Capital region hospitals, including the Sturgeon, have seen a significant decrease in the number of patients waiting in the emergency department for beds, but many facilities are not meeting their wait time targets, according to information released by the province on Monday.
Since September, hospitals in Red Deer, Calgary and Edmonton have seen a 55 per cent overall reduction in the number of emergency in-patients, those patients in the emergency room waiting to be admitted to hospital.
In addition to the Sturgeon, the Grey Nuns, Misericordia, Royal Alexandra, Stollery and University of Alberta hospitals were also included in data for the Edmonton area.
“Those six hospitals have shown an [emergency in-patient] reduction of about 42 per cent,” Health Minister Gene Zwozdesky said during a Monday press conference.
In Calgary, there was a 68 per cent overall reduction in the number of ER in-patients.
“The number of [in patients] have dropped very dramatically from last fall through to the end of February. In some cases, we have seen reductions in the number of [emergency in-patients] as high as 70 per cent,” Zwozdesky said.

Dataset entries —

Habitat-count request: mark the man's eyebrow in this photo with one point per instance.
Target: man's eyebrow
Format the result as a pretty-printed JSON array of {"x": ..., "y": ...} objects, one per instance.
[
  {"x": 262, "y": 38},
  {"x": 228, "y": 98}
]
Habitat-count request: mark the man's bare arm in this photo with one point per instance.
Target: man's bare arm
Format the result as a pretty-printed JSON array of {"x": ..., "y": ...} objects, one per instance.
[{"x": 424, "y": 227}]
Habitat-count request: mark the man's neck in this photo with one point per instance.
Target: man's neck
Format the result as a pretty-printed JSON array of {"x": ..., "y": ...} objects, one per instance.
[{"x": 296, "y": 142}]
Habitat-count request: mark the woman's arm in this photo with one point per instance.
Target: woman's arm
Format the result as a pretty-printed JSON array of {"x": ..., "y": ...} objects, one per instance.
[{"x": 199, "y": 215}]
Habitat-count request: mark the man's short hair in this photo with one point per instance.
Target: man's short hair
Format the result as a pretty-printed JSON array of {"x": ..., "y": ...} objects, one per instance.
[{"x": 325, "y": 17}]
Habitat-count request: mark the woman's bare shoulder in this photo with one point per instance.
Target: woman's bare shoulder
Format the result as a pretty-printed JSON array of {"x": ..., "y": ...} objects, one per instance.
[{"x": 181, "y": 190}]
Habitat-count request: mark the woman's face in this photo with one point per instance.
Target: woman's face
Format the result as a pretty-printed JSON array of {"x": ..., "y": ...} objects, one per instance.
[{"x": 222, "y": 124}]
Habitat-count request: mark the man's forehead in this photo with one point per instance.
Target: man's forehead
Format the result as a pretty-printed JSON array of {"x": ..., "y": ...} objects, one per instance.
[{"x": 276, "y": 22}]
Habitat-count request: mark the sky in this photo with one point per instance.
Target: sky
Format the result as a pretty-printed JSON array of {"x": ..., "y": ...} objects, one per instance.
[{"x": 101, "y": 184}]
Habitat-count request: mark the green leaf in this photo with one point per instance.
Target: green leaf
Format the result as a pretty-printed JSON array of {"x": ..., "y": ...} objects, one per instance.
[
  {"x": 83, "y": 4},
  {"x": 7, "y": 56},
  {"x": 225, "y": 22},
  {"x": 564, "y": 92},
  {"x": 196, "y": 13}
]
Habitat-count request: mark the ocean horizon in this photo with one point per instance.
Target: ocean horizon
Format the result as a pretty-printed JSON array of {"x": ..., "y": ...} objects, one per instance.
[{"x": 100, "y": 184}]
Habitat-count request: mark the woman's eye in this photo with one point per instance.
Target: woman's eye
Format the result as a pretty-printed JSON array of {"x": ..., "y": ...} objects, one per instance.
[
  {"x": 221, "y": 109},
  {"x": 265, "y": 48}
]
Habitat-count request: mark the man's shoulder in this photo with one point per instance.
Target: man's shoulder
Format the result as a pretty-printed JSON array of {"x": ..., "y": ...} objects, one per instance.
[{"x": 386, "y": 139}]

EXERCISE INSTRUCTIONS —
1 – Answer from the news report on emergency room wait times:
(a) What overall reduction in emergency in-patients have hospitals in Red Deer, Calgary and Edmonton seen since September?
(b) What reduction did the six Edmonton-area hospitals show, according to the Health Minister?
(c) What overall reduction in ER in-patients was reported for Calgary?
2 – Carry on the news report on emergency room wait times from the point where it stops.

ANSWERS BY TASK —
1 –
(a) A 55 per cent overall reduction.
(b) About 42 per cent.
(c) A 68 per cent overall reduction.

2 –
Last month, AHS reported the daily average of such patients was 22 in Calgary, 47 in Edmonton and area and five in Red Deer.
“This is a significant downward trend that indicates the situation in emergency departments is improving,” Zwozdesky said.
“Patients who need to be admitted are getting into beds sooner.”
However, the length of stay for emergency room patients has remained relatively unchanged in the last few months.
New targets announced by Alberta Health Services (AHS) last year aim to have 70 per cent of patients in the emergency room seen, assessed, treated and discharged within four hours by March 2011.
The latest information on emergency length of stay numbers for Edmonton hospitals, which did not include the Sturgeon, shows the province is not meeting its goal.
Between Feb. 27 and March 5 only one hospital in Edmonton — the Misericordia — met that target when 70 per cent of 792 patients were discharged within four hours. A target of 90 per cent has been set for March 2015.
Lengthy of stay at other Edmonton hospitals varied with 42 per cent of patients at the Royal Alexandra and 69 per cent of patients at the Stollery being seen and discharged within four hours.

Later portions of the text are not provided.